## CHALLENGE
Copy out the lines of the material below, substituting "dot" for every "point" and changing nothing else. Leave the pictures out of your copy.

>> begin INPUT FOR THIS TASK

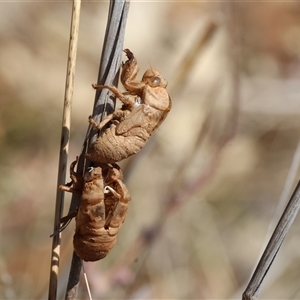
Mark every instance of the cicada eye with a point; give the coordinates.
(90, 169)
(155, 81)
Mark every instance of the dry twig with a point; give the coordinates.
(108, 75)
(64, 147)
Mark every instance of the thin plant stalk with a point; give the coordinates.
(273, 246)
(64, 148)
(104, 104)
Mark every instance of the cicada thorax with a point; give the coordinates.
(102, 211)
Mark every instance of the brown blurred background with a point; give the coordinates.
(221, 159)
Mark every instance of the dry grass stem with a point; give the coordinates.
(108, 74)
(64, 148)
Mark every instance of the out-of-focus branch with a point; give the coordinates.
(108, 74)
(175, 201)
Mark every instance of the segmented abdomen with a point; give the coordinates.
(111, 148)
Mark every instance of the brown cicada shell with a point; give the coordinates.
(102, 211)
(146, 104)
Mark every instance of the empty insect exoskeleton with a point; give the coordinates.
(146, 104)
(102, 211)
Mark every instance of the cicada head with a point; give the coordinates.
(92, 174)
(154, 79)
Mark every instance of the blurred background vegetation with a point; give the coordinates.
(219, 161)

>> end INPUT FOR THIS TASK

## FULL OUTPUT
Mark every instance of the cicada eye with a dot; give the coordinates.
(90, 169)
(155, 81)
Mark every instance of the dry twig with a dot; give the coordinates.
(108, 75)
(64, 147)
Mark every instance of the thin plant stalk with a dot; give the coordinates.
(273, 246)
(64, 148)
(104, 104)
Mark every instance of the cicada thorax with a dot; give the coordinates.
(102, 211)
Mark every instance of the brown blurred background with a dot; give the coordinates.
(221, 159)
Mark every instance of the dry grass stem with a dot; give the coordinates.
(108, 74)
(64, 148)
Mark every instance of the out-of-focus branch with a dot; give the coordinates.
(108, 74)
(175, 201)
Mark every instance of the segmented abdomen with a dot; give the coordinates.
(111, 148)
Mark every instance of the brown cicada shell with a dot; give the coordinates.
(102, 211)
(146, 104)
Mark every instance of the empty insect exoskeleton with a dot; give the coordinates.
(146, 104)
(102, 211)
Mark every instance of the cicada head with a dot; give the coordinates.
(92, 174)
(154, 79)
Mark every instance of the blurred background vegetation with a dot; give the coordinates.
(219, 161)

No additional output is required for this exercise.